┌────────
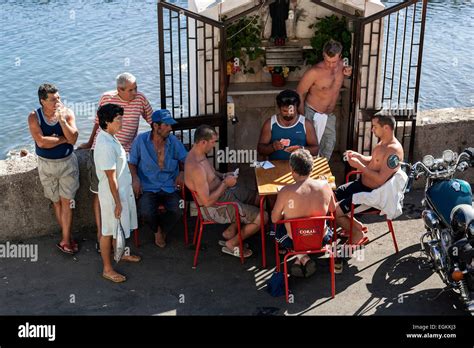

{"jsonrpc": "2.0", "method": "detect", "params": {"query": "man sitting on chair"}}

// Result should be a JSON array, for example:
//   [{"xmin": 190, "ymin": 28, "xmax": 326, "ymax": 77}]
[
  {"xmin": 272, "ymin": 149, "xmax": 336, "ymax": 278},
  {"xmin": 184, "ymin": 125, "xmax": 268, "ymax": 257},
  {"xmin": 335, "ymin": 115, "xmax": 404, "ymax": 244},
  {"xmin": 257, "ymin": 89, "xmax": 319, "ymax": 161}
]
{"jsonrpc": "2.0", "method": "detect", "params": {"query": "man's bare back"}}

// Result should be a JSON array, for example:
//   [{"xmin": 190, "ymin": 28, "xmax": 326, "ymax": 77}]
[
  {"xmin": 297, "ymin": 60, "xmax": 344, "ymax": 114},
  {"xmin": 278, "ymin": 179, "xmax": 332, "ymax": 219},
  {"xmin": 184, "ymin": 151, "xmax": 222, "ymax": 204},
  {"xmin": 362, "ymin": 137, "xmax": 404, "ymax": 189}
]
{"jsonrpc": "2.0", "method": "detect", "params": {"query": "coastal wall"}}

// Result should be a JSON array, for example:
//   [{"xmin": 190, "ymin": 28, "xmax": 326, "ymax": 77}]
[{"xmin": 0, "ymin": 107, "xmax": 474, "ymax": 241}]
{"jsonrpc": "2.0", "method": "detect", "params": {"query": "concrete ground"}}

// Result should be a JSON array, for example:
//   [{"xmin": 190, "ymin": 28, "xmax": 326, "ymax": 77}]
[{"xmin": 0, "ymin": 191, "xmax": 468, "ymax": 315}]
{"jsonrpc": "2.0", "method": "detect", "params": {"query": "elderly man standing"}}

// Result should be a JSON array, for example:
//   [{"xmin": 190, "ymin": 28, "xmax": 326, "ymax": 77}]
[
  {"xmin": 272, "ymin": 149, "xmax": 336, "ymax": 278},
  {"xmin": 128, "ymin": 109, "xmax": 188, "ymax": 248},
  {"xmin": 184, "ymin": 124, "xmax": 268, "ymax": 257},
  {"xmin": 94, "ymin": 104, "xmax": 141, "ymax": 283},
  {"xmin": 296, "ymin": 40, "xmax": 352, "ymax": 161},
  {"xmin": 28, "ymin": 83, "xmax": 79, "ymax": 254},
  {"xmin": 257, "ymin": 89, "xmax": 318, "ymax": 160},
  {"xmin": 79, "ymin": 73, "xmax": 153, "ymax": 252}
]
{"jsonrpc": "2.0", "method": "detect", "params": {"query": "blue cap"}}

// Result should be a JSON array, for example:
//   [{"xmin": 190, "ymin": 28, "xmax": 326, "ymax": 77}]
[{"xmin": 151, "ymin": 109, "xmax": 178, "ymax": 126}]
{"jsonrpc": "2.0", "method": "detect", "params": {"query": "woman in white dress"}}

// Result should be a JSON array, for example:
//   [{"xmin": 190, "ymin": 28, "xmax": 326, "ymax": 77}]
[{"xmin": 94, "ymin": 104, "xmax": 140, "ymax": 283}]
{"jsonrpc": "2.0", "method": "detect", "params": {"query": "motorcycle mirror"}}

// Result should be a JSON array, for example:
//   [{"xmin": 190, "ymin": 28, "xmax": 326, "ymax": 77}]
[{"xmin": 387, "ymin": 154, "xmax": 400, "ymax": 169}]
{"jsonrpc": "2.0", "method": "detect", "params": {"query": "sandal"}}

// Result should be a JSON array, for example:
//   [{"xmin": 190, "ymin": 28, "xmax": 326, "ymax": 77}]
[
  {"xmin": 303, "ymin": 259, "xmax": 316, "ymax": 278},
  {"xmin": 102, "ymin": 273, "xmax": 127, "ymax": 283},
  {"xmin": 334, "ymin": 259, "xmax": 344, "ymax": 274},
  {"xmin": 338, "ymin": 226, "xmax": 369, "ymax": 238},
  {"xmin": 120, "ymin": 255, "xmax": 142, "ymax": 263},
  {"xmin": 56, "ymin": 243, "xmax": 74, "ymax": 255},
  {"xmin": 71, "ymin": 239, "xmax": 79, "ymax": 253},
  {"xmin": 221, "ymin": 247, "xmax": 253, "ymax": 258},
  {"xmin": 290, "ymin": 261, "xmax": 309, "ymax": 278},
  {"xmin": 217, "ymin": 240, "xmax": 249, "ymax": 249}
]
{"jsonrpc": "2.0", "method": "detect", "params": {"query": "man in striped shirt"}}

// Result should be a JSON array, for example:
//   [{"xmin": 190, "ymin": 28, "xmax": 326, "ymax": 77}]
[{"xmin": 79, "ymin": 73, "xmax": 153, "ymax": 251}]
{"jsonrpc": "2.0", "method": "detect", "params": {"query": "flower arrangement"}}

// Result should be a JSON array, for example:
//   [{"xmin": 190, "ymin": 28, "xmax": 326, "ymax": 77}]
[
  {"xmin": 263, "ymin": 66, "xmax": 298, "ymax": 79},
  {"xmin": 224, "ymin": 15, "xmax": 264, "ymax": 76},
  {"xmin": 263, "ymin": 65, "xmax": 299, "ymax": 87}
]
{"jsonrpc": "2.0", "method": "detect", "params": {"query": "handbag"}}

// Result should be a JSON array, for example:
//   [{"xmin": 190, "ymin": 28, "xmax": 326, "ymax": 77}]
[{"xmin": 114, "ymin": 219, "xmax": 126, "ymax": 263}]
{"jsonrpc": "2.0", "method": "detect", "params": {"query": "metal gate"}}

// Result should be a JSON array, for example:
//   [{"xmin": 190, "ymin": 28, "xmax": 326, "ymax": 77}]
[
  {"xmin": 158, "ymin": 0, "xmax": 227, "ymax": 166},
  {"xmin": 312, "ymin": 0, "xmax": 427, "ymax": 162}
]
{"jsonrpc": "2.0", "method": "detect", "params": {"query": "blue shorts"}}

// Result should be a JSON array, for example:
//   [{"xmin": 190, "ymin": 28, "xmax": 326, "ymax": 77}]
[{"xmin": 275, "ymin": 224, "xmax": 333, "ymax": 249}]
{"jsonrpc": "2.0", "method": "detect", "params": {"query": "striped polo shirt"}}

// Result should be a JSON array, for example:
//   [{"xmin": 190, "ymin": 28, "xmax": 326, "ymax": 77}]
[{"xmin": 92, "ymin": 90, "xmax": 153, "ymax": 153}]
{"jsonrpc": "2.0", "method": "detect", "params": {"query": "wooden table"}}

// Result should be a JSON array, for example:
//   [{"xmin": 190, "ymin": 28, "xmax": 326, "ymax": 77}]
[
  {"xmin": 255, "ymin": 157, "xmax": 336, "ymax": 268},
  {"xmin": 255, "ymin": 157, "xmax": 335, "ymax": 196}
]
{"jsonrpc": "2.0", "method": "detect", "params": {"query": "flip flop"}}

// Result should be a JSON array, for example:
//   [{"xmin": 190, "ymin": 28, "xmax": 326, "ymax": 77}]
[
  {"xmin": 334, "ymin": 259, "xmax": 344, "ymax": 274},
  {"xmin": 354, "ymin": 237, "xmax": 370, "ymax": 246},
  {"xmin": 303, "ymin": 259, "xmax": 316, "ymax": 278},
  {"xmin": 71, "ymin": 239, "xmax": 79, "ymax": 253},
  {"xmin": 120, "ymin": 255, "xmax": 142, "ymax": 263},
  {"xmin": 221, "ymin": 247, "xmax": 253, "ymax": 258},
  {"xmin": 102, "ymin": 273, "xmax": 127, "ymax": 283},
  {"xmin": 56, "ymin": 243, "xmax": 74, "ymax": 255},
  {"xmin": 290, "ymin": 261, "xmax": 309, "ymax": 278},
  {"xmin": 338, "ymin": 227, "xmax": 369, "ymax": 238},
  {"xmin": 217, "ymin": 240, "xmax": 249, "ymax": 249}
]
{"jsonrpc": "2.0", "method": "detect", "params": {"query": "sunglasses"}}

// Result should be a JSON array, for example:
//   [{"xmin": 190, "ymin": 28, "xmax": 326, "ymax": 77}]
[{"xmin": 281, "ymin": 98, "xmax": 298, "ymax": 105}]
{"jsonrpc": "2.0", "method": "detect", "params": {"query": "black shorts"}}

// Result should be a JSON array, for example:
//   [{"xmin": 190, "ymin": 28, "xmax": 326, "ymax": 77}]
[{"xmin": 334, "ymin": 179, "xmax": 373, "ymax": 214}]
└────────
> _YOUR GOAL_: Extract every line of the records above that contains the string "striped", matching case exactly.

> _RESPONSE TO THIS TASK_:
{"jsonrpc": "2.0", "method": "detect", "params": {"query": "man in striped shirt"}}
{"jsonrpc": "2.0", "method": "detect", "params": {"query": "striped polo shirt"}}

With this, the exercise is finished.